═══ Dataset content

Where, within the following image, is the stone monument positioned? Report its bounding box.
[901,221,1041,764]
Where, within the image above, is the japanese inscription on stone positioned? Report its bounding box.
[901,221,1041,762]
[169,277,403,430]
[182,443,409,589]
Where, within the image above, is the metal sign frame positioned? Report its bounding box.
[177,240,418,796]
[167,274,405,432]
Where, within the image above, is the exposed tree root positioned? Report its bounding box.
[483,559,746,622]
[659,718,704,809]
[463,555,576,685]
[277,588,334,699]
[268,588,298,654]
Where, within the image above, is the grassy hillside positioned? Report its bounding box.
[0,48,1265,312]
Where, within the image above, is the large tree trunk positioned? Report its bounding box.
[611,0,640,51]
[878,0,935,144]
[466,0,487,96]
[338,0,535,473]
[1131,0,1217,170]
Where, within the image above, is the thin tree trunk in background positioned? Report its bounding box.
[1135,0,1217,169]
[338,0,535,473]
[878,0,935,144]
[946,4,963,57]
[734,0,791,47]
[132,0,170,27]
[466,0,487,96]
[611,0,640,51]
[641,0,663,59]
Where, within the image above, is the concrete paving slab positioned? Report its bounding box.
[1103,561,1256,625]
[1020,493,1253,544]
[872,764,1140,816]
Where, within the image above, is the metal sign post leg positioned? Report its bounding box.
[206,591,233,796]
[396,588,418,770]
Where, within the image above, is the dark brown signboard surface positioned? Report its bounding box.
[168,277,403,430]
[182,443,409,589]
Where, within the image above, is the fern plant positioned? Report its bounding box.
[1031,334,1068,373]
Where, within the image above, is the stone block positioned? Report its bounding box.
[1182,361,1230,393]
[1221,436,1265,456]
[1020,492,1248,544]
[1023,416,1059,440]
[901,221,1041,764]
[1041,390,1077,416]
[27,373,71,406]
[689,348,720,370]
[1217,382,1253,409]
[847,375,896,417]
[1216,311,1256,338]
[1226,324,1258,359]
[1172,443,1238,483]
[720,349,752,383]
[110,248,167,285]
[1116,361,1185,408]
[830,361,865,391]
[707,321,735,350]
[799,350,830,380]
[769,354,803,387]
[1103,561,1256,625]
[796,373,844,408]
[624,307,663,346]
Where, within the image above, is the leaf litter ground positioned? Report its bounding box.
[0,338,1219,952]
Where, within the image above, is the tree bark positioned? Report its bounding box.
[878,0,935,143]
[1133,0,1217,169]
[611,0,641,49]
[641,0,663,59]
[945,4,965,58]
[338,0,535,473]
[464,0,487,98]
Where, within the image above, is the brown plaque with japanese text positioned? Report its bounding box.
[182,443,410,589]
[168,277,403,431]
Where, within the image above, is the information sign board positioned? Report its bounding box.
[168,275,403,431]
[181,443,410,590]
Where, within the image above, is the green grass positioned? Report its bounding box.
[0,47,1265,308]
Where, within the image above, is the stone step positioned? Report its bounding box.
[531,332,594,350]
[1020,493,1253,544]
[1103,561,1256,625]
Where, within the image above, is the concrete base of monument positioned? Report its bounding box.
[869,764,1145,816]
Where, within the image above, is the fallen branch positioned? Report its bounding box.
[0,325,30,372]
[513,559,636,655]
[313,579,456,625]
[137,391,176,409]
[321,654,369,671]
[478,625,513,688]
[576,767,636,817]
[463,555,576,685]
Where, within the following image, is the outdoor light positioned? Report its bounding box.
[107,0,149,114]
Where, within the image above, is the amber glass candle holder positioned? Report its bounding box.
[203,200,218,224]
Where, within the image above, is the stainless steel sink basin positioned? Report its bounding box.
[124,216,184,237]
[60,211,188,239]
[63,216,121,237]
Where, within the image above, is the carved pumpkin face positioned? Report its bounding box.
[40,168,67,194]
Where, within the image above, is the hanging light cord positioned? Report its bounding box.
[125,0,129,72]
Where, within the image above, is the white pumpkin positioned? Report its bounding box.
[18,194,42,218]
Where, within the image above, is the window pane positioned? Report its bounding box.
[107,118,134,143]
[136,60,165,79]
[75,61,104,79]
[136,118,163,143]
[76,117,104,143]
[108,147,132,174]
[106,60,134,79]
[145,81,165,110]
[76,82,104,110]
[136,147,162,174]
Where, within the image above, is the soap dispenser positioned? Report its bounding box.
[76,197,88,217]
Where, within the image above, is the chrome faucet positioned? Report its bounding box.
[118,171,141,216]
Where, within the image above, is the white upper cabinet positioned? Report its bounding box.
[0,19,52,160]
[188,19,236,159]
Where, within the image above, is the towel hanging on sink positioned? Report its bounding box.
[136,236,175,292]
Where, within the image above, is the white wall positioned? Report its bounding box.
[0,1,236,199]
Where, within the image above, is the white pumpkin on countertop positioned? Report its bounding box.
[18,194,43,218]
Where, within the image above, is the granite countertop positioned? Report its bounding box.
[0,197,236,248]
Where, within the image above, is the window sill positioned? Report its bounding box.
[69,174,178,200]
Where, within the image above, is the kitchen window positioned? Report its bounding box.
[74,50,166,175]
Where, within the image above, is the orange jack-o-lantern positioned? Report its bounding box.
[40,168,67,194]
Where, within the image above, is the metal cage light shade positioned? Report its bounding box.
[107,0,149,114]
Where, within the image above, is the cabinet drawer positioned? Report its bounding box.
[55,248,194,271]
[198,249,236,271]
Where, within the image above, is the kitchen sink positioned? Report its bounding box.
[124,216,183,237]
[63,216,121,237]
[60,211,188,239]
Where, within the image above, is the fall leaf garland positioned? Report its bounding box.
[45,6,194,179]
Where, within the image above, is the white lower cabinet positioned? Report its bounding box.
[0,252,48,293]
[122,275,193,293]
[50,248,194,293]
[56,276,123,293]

══════

* **Problem description**
Retype the lines of the items exactly, from the first line down to and including the line that contains "[167,274,405,432]".

* **Response below**
Where, within the following image, is the stone monument positioned? Report its bounding box.
[901,221,1041,764]
Where, within the image above, is the japanese inscription on stone positioned? Report its bounding box.
[901,221,1041,762]
[169,277,403,430]
[182,443,409,589]
Where, within the image above, is the metal sign frame positioned? Report its bounding box.
[177,240,418,796]
[167,274,405,432]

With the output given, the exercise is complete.